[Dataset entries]
::::::
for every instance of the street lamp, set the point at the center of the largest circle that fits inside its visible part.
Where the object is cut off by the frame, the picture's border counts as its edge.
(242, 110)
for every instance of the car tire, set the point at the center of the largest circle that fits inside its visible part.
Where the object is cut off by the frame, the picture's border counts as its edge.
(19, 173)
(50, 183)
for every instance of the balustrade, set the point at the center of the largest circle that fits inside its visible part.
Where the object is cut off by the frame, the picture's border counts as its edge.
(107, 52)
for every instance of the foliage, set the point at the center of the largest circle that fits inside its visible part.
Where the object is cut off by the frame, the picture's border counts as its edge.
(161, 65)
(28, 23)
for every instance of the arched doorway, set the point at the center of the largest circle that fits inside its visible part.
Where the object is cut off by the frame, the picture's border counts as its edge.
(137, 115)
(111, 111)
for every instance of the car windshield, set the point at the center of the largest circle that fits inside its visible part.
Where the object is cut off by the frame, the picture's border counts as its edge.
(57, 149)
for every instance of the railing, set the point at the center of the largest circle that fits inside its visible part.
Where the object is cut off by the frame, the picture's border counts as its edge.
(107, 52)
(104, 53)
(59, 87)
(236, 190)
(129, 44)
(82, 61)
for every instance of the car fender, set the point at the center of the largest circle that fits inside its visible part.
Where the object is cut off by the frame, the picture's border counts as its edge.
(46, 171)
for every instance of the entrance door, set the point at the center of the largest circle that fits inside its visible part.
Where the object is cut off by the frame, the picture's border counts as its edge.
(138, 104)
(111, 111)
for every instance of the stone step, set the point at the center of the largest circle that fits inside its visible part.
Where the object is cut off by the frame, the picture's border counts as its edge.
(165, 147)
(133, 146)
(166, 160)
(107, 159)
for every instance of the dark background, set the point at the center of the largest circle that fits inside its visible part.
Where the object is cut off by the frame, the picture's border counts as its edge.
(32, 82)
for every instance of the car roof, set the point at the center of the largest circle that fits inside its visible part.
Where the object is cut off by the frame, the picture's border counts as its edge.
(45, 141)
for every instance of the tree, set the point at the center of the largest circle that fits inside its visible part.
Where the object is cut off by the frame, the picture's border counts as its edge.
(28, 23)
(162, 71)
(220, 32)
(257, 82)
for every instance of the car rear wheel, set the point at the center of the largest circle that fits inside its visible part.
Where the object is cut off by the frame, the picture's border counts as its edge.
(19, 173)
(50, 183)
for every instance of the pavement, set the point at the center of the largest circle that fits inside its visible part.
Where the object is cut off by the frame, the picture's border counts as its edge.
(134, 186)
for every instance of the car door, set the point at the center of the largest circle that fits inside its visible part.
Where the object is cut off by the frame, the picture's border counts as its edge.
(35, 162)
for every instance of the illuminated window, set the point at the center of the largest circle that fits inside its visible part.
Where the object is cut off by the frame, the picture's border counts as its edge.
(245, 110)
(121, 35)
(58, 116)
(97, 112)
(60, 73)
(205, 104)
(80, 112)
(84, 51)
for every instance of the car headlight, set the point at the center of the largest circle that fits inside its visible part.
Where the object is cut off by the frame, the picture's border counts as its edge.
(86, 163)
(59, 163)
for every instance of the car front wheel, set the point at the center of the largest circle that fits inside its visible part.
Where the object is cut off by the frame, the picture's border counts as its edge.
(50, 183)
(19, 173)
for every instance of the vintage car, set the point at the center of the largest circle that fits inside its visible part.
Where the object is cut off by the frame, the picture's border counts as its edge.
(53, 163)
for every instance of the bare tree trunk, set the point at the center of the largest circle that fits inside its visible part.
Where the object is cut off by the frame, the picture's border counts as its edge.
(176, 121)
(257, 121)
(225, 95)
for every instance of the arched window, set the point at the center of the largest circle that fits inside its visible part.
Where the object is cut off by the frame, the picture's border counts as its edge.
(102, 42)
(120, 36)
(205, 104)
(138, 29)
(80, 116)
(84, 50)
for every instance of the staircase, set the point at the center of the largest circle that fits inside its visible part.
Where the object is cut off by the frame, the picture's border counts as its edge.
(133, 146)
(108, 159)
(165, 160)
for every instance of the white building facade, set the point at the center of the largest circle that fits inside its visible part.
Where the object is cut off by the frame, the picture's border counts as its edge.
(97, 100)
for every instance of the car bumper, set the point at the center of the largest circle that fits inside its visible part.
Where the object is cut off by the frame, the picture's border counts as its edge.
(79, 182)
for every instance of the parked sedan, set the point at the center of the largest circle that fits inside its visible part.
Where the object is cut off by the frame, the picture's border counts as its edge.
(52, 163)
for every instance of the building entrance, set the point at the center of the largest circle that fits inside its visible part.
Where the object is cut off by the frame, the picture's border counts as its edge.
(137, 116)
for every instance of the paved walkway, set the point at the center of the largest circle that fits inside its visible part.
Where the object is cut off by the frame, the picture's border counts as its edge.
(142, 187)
::::::
Retype the data in full, exactly.

for every instance of the street lamp, set the point at the center of the largest circle that fits inside its visible part.
Where the object is cut off by the frame, the picture's border counts as its edge.
(242, 110)
for every instance of the car tire, set the point at the center of the largest circle that fits inside its visible part.
Where the object is cut off by the frame, the picture's border counts as its edge.
(19, 173)
(50, 183)
for every instance of the balustrade, set the point at the center of the largest circle that fits inside its visible part.
Where the object is cut off by the frame, the picture's border counts as its edge.
(107, 52)
for every instance of the foliage, set the point at the center of the largest circle that fits inside its visible part.
Where the object is cut off by the frame, the picture's border counts as its edge.
(161, 65)
(28, 23)
for every instance of the arched doorway, set the point at the center of the largest circle that fits inside its visible part.
Where the object is cut off by the frame, the picture's border counts as its edge.
(137, 115)
(111, 111)
for every instance of the car windshield, set the point at the center of the largest circle that fits inside its visible part.
Where the object is cut off by the frame, the picture's border counts as its edge.
(57, 149)
for every instance of the railing, set the point at the center of the largest circle that fits inside its visible part.
Where the object is cut off by the frame, the picture's border counts as its edge.
(107, 52)
(104, 53)
(59, 87)
(236, 190)
(129, 44)
(82, 61)
for every instance of the car fender, set the point at the center of the largest circle that fits inside its visible part.
Where the object is cut off by the frame, the picture's border counts as its edge.
(46, 171)
for every instance of the entrance door, set the point at the center of the largest circle that fits inside its visible part.
Where the object is cut off by the frame, the picture's border counts as its edge.
(138, 104)
(111, 111)
for every instance of the stone step, set the point at the center of the largest circle that fits inside its visible part.
Where the object is cut off by the frame, the picture's border counts as its edge.
(165, 147)
(133, 146)
(166, 160)
(107, 159)
for every instance of the dark background, set the point at the center of the largest circle that fits inside its visible part.
Where the object is cut off by the frame, the picture's border counts as its edge.
(32, 82)
for every instance of the car roof, set the point at the center of the largest circle that fits inside its visible part.
Where the object is cut off by the frame, the picture's border counts as its edge.
(45, 141)
for every instance of the tree, set the point at the center of the largest circle that fits inside its visible part.
Where the object is cut off by the frame, the picture's border counts as its edge.
(28, 23)
(162, 71)
(220, 32)
(257, 82)
for every instance of the car rear wheel, set the point at the center of the largest circle that fits inside its visible part.
Where the object is cut off by the frame, the picture's border counts as its edge.
(19, 173)
(50, 183)
for every instance of the pavement, set the point at the center of the largest circle that fits inside its visible part.
Where the object is cut off by the frame, the picture's border counts as its edge.
(134, 186)
for every instance of the car door, set the point at the center of the largest circle that fits inside its visible part.
Where the object is cut off by the frame, the picture's border counts as its edge.
(35, 162)
for every instance of the illuminated window, set the point at the center of the largest circle that fits inside its visible part.
Where the object is cut off by the frame, the picture's border counts as its edge.
(245, 110)
(121, 35)
(58, 116)
(97, 112)
(60, 73)
(205, 104)
(80, 112)
(84, 51)
for every instance of the car headlight, set the point at the center of the largest circle that fits inside its visible part.
Where the object is cut off by the frame, the picture's border counts as its edge.
(86, 163)
(59, 163)
for every instance of the car front wheel, set the point at the center of the largest circle that fits inside its visible part.
Where the object is cut off by the frame, the picture's border counts as its edge.
(50, 183)
(19, 173)
for every instance of the vintage car, set the point at the center of the largest circle that fits inside its visible part.
Where the object is cut off by the frame, the picture's border counts as its edge.
(53, 163)
for every instance of the bare tree trunk, set the point at the center of the largest circle that fits inside its visible part.
Where the object is cut off by the frame, the picture's border counts as its edge.
(176, 121)
(257, 121)
(225, 95)
for every instance of the arched window, set the point at the center of the largest circle that fits inside its visible part.
Where the object is cut off by the frame, the picture's border counts as its edge.
(102, 42)
(120, 36)
(205, 104)
(138, 29)
(80, 116)
(84, 50)
for every instance of the staircase, set the point at the center of the largest circle that fits inside its visible part.
Where the object is cut off by the frame, the picture's border counts as its edge.
(133, 146)
(108, 159)
(165, 160)
for every instance of the white building facade, set the point at the center of the largest circle that fits inside its visible part.
Where the object is cut off by the frame, the picture's border counts as its edge.
(97, 100)
for every instance of the car bumper, set the point at the center of the largest circle that fits inside its visible part.
Where the object is cut off by the frame, the picture's border counts as its edge.
(79, 182)
for every instance of the parked sedan, set the point at the center of the largest circle that fits inside its visible part.
Where the object is cut off by the frame, the picture's border counts as its edge.
(52, 163)
for every instance of the building entrance, set the point at the center of the largest circle that fits inside its visible part.
Where the object is cut off by the frame, the picture's border counts as its edge.
(137, 116)
for every instance of the paved walkway, set the point at the center of the largest circle that fits inside its visible part.
Where the object is cut off by the frame, the picture's border counts as its edge.
(142, 187)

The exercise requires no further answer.